__Your objective__
Please rewrite every one of the records below, swapping "benchmark" for "evaluation" and leaving everything else unchanged.
-- START OF Extracted entries --
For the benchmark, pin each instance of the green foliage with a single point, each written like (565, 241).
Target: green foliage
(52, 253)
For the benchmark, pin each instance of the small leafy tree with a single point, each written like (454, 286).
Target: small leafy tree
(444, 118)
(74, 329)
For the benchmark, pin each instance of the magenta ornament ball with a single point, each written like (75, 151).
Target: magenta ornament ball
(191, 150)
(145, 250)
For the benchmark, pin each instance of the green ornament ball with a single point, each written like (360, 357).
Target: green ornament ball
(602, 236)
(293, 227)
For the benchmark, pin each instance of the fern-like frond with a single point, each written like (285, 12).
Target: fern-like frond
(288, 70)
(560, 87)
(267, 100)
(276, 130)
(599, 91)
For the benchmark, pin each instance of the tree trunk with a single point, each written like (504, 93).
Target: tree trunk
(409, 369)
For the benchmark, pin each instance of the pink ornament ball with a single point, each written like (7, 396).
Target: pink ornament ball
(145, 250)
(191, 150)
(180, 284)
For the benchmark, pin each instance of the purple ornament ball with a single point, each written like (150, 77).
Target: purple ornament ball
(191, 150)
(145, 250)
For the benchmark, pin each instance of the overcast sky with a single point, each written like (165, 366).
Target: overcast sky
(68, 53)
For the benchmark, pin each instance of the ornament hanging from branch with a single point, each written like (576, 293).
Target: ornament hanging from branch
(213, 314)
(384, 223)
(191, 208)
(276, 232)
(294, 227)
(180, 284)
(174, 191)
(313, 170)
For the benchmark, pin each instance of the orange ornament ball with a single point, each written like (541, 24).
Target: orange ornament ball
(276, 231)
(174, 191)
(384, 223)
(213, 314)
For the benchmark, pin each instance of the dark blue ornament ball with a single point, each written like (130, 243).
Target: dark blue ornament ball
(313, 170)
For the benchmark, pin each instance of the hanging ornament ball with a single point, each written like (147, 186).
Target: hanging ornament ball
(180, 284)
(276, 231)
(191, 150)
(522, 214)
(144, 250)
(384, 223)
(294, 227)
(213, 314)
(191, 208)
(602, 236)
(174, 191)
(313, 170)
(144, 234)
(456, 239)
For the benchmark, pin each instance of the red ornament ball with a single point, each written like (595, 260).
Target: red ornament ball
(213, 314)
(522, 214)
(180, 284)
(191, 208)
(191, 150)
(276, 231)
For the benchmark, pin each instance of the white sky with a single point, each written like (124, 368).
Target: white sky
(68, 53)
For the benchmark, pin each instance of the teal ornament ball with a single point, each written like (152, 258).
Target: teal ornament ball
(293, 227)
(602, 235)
-- END OF Extracted entries --
__Correct output__
For the evaluation, pin each instance of the green foliage with a single point, each written like (565, 241).
Target: green foliage
(52, 253)
For the evaluation, pin each instance of the small leafy tree with a single point, each written like (454, 286).
Target: small leafy tree
(444, 118)
(74, 329)
For the evaluation, pin each instance of the magenta ornament ball with a single point, each written like (75, 151).
Target: magenta ornament ball
(191, 150)
(145, 250)
For the evaluation, pin each instance of the green ornament ball with a single point, each written like (360, 357).
Target: green ornament ball
(602, 236)
(293, 227)
For the evaluation, pin each instance of the fern-like frond with a single point, each written like (285, 12).
Target: fern-like frond
(288, 70)
(560, 87)
(267, 100)
(276, 130)
(599, 91)
For the evaluation, pin each instance of the tree trunk with a single point, each written like (504, 93).
Target: tree trunk
(409, 369)
For the evaluation, pin each instance of the pink ornament ball with a single point, each written like (7, 396).
Target: pink ornament ball
(145, 250)
(191, 150)
(180, 284)
For the evaluation, pin each instance of the purple ornament ball with a single point, each written like (150, 77).
Target: purple ornament ball
(191, 150)
(145, 250)
For the evaluation, pin each instance of the overcast sky with a single point, each written like (165, 366).
Target: overcast sky
(68, 53)
For the evaluation, pin each instance of the ornament hanging from branch with a single point, each written like (576, 293).
Target: ornament hanging from branch
(213, 314)
(384, 223)
(191, 208)
(276, 232)
(294, 227)
(180, 284)
(174, 191)
(313, 170)
For the evaluation, pin each instance of the orange ornament ball with a single point, each written like (541, 24).
Target: orange ornament ball
(276, 231)
(174, 191)
(384, 223)
(213, 314)
For the evaluation, pin each instance of the dark blue ornament ball with a single point, each written like (130, 243).
Target: dark blue ornament ball
(313, 170)
For the evaluation, pin each instance of the hanging ornament ball with a single point, each written like (147, 186).
Target: hanging ornament ball
(180, 284)
(276, 231)
(191, 150)
(522, 214)
(144, 250)
(384, 223)
(294, 227)
(213, 314)
(191, 208)
(602, 236)
(174, 191)
(313, 170)
(144, 234)
(456, 239)
For the evaluation, pin each instance of the red ornament ball with a single point, each written like (595, 260).
Target: red ornament ball
(213, 314)
(522, 214)
(180, 284)
(191, 208)
(191, 150)
(276, 231)
For the evaluation, pin each instance of the white sky with a single point, each written like (124, 368).
Target: white sky
(68, 53)
For the evaluation, pin each instance of the teal ornament ball with a single point, each written like (152, 258).
Target: teal ornament ball
(293, 227)
(602, 235)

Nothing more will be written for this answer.